- ESTRATTO DEL BRANO
======

In questa sede vorremmo fare solo un paio di esempi che possano illustrare alcune possibilità che riteniamo potrebbero essere affrontate ed approfondite da parte dei ricercatori, per verificare la loro possibile realizzazione, anche se parziale.
Nel primo esempio dovremmo studiare di come utilizzare le leguminose da granella ed i cereali per ottenere, (come nel caso del latte di soia e dei vari prodotti solidi derivati) alimenti liquidi e solidi innovativi derivati da vegetali che abbiano una composizione chimico-nutrizionale abbastanza simile a quelle del latte e delle carni da utilizzare direttamente, in particolare da parte di giovani ed anziani, inserendo eventualmente nel prodotto finale anche estratti, succhi e componenti di varia origine che conferiscano sapori, colori e profumi gradevoli per i consumatori.

======

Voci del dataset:
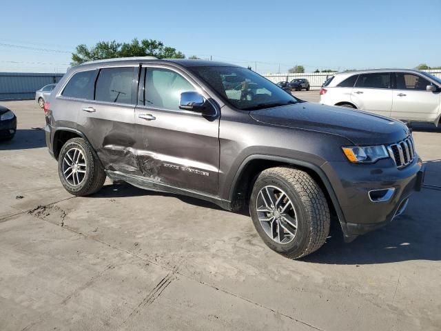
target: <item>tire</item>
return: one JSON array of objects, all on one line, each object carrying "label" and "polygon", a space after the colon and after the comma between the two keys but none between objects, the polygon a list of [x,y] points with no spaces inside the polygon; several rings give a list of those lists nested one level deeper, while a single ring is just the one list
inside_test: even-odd
[{"label": "tire", "polygon": [[43,98],[39,98],[39,106],[41,109],[44,108],[44,99]]},{"label": "tire", "polygon": [[357,109],[353,106],[350,105],[349,103],[343,103],[342,105],[338,105],[338,106],[340,106],[340,107],[346,107],[347,108]]},{"label": "tire", "polygon": [[79,197],[98,192],[105,181],[101,163],[83,138],[72,138],[63,146],[58,158],[58,173],[64,188]]},{"label": "tire", "polygon": [[[276,203],[281,199],[275,203],[276,207],[279,207],[278,214],[274,209],[272,214],[264,211],[271,209],[271,206],[267,207],[269,202],[265,205],[263,194],[271,194],[271,190],[272,193],[280,192],[278,197],[275,194],[273,199]],[[288,207],[280,212],[280,207],[285,205]],[[298,259],[315,252],[325,243],[329,233],[329,208],[323,192],[311,176],[294,168],[271,168],[260,172],[252,192],[249,212],[256,230],[267,245],[290,259]],[[283,214],[285,217],[280,216]],[[278,217],[278,220],[276,219]],[[274,235],[271,219],[274,219],[274,228],[283,232],[283,240],[280,240],[280,234]],[[296,228],[291,226],[294,223]]]}]

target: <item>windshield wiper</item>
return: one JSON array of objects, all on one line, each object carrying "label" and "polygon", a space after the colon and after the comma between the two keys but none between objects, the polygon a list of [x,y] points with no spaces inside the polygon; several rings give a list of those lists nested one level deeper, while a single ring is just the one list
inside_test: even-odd
[{"label": "windshield wiper", "polygon": [[281,106],[287,106],[297,103],[298,101],[294,100],[289,100],[286,102],[273,102],[269,103],[258,103],[256,106],[252,106],[250,107],[245,107],[242,108],[243,110],[257,110],[263,108],[272,108],[273,107],[280,107]]}]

======

- COSA SI CHIEDE
Ricopia il brano sulle leguminose da "Nel primo esempio" a "per i consumatori.", estremi compresi. Le voci sono materiale a sé, distinto dal brano.

- SOLUZIONE
Nel primo esempio dovremmo studiare di come utilizzare le leguminose da granella ed i cereali per ottenere, (come nel caso del latte di soia e dei vari prodotti solidi derivati) alimenti liquidi e solidi innovativi derivati da vegetali che abbiano una composizione chimico-nutrizionale abbastanza simile a quelle del latte e delle carni da utilizzare direttamente, in particolare da parte di giovani ed anziani, inserendo eventualmente nel prodotto finale anche estratti, succhi e componenti di varia origine che conferiscano sapori, colori e profumi gradevoli per i consumatori.